Print the commentary on St. Peter's second address in full, word for word.

▶ SUPPLIED TEXT
'''

11-26. This second address by St. Peter contains two parts: in the first (verses 12-16) the Apostle explains that the miracle has been worked in the name of Jesus and through faith in His name; in the second (verses 17-26) he moves his listeners to repentance--people who were responsible in some degree for Jesus' death.

This discourse has the same purpose as that of Pentecost--to show the power of God made manifest in Jesus Christ and to make the Jews see the seriousness of their crime and have them repent. In both discourses there is reference to the Second Coming of the Lord and we can clearly see the special importance of testifying to the Resurrection of Jesus; the Apostolic College is presented as a witness to that unique event.

13. "Servant": the original Greek word ("pais") is the equivalent of the Latin "puer" (slave, servant) and "filius" (son). By using this word St. Peter must have in mind Isaiah's prophecy about the Servant of Yahweh: "Behold, My servant shall prosper, He shall be exalted and lifted up, and shall be very high. As many were astonished at Him -- His appearance was so marred, beyond human semblance, and His form beyond that of the sons of men -- so shall He startle many nations" (52: 13-15).

Peter identifies Jesus with the Servant of Yahweh, who, because He was a man of suffering and sorrow, the Jews did not identify with the future Messiah. That Messiah, Jesus Christ, combines in His person suffering and victory.

14. St. Peter, referring to Jesus, uses terms which Jews can readily understand in a messianic sense. The expression "the Holy One of God" was already used of Jesus as referring to the Messiah in Mark 1:24 and Luke 4:34. It is reminiscent of Old Testament language.

The "Righteous One" also refers to the Messiah, whom the prophets described as a model and achiever of righteousness (cf. Acts 7:52). "Holy", "righteous" and "just" all have similar meaning.

'''

▶ RECORDED DATA
'''

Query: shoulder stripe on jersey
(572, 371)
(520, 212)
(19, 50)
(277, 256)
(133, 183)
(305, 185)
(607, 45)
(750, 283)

'''

▶ EXERCISE ANSWER
11-26. This second address by St. Peter contains two parts: in the first (verses 12-16) the Apostle explains that the miracle has been worked in the name of Jesus and through faith in His name; in the second (verses 17-26) he moves his listeners to repentance--people who were responsible in some degree for Jesus' death.

This discourse has the same purpose as that of Pentecost--to show the power of God made manifest in Jesus Christ and to make the Jews see the seriousness of their crime and have them repent. In both discourses there is reference to the Second Coming of the Lord and we can clearly see the special importance of testifying to the Resurrection of Jesus; the Apostolic College is presented as a witness to that unique event.

13. "Servant": the original Greek word ("pais") is the equivalent of the Latin "puer" (slave, servant) and "filius" (son). By using this word St. Peter must have in mind Isaiah's prophecy about the Servant of Yahweh: "Behold, My servant shall prosper, He shall be exalted and lifted up, and shall be very high. As many were astonished at Him -- His appearance was so marred, beyond human semblance, and His form beyond that of the sons of men -- so shall He startle many nations" (52: 13-15).

Peter identifies Jesus with the Servant of Yahweh, who, because He was a man of suffering and sorrow, the Jews did not identify with the future Messiah. That Messiah, Jesus Christ, combines in His person suffering and victory.

14. St. Peter, referring to Jesus, uses terms which Jews can readily understand in a messianic sense. The expression "the Holy One of God" was already used of Jesus as referring to the Messiah in Mark 1:24 and Luke 4:34. It is reminiscent of Old Testament language.

The "Righteous One" also refers to the Messiah, whom the prophets described as a model and achiever of righteousness (cf. Acts 7:52). "Holy", "righteous" and "just" all have similar meaning.